Exercise aim — Collect each line from the entries below that contains the word "white".

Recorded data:

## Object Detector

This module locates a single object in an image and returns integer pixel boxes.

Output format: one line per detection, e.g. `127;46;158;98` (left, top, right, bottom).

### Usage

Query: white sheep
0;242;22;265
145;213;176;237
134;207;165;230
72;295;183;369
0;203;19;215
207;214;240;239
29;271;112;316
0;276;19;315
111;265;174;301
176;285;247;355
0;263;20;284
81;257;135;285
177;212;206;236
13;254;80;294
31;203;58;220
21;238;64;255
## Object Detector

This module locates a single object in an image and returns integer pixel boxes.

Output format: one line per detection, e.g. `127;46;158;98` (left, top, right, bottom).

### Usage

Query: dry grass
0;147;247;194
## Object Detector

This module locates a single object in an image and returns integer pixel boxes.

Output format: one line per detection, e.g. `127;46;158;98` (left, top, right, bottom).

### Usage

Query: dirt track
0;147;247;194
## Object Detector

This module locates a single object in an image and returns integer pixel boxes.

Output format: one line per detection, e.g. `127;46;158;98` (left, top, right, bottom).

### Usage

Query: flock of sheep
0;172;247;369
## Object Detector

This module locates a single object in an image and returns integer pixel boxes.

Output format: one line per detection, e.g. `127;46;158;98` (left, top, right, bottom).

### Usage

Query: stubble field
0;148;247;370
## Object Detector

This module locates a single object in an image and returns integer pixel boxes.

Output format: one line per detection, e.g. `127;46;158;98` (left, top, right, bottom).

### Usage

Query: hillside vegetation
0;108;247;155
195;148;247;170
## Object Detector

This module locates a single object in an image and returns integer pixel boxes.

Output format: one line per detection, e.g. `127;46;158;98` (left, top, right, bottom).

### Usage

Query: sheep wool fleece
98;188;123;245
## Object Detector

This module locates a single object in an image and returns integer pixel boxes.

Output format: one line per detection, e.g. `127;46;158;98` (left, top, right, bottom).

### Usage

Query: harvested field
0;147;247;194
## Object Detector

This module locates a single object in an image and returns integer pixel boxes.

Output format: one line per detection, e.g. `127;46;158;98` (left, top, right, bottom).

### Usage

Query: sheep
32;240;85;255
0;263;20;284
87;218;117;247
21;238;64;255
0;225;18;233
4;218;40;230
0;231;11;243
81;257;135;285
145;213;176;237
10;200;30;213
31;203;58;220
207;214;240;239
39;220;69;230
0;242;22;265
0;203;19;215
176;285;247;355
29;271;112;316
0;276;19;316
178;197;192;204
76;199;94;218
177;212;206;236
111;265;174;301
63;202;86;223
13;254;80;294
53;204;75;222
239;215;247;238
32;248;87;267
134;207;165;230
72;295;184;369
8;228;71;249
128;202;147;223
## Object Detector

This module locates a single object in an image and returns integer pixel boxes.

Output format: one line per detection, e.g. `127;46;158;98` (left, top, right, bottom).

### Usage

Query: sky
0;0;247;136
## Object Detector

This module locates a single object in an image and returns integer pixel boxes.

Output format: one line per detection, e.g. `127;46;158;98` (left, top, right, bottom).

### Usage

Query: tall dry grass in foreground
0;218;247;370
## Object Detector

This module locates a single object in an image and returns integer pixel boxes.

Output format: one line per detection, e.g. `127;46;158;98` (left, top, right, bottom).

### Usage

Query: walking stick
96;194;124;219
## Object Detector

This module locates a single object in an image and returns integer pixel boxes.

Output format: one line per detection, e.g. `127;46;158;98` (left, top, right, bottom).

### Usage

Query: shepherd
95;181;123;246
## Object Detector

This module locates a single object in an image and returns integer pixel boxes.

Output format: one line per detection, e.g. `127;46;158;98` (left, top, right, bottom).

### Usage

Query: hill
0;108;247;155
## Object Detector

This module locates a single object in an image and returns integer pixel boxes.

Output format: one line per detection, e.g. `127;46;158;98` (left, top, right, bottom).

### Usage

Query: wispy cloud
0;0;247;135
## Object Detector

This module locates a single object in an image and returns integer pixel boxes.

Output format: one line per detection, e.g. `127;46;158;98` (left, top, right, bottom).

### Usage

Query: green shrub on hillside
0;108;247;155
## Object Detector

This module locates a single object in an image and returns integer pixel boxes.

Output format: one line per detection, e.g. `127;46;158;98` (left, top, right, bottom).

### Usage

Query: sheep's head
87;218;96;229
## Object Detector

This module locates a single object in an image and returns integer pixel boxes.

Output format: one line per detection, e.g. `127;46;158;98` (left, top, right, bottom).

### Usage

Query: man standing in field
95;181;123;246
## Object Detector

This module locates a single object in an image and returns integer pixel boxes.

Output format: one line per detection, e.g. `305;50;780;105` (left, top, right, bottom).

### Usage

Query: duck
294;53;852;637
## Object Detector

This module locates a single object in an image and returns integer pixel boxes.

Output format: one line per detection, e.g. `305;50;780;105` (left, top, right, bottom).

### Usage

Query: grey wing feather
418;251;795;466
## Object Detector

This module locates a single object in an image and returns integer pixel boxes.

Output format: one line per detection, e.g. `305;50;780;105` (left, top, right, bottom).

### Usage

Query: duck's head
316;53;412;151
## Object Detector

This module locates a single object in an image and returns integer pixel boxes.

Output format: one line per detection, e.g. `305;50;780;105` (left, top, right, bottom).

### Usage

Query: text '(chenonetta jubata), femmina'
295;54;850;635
==
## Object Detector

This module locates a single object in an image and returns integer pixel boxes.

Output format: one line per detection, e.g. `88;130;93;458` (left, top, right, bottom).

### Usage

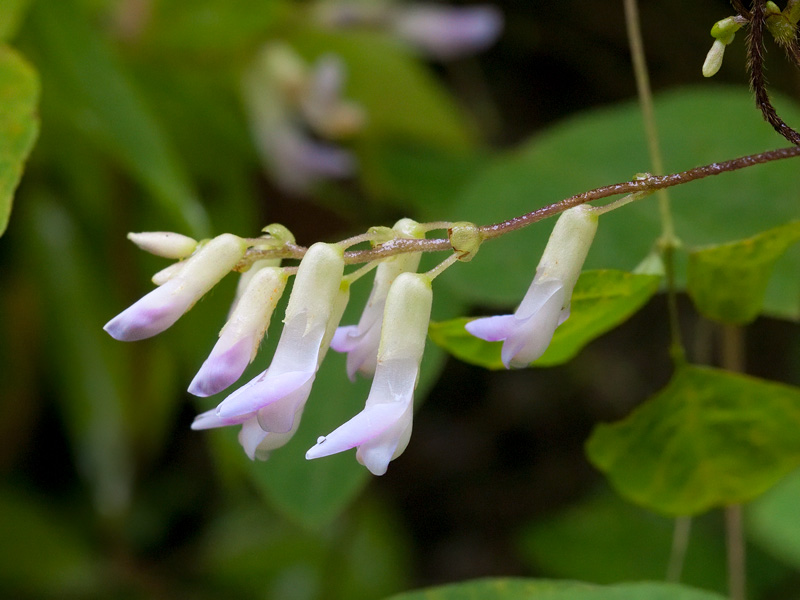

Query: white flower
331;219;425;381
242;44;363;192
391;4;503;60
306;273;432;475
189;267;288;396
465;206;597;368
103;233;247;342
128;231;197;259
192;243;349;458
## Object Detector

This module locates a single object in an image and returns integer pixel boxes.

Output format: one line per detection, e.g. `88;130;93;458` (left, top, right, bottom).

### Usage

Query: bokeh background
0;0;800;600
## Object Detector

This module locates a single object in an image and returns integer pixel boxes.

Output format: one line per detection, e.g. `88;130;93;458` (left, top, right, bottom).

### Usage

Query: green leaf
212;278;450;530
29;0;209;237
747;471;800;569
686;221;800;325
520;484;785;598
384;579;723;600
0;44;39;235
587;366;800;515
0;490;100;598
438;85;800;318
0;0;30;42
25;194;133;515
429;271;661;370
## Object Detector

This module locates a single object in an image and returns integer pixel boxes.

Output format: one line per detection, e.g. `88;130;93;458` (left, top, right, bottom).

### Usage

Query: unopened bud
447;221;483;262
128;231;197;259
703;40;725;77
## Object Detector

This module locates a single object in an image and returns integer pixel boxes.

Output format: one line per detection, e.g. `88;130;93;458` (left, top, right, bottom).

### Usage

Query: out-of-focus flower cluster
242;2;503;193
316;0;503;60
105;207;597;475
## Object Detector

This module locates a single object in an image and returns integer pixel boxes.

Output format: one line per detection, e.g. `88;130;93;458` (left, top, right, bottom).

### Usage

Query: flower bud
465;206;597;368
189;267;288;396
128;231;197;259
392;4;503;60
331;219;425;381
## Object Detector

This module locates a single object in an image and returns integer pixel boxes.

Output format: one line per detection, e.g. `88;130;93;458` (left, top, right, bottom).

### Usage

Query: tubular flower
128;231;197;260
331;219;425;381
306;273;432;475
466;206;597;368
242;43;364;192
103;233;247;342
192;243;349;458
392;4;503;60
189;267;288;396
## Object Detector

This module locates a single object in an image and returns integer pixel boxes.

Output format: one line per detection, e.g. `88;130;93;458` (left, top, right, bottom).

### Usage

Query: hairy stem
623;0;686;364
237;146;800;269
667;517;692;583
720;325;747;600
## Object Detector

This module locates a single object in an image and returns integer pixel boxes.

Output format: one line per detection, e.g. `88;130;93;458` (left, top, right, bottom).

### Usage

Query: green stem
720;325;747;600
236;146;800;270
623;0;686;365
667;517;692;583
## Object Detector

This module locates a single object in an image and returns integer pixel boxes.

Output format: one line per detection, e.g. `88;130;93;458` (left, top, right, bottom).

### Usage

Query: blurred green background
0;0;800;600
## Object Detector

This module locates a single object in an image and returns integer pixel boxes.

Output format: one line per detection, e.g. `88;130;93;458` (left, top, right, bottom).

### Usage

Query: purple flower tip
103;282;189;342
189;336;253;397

Task response —
Query: white sheep
Query: white flower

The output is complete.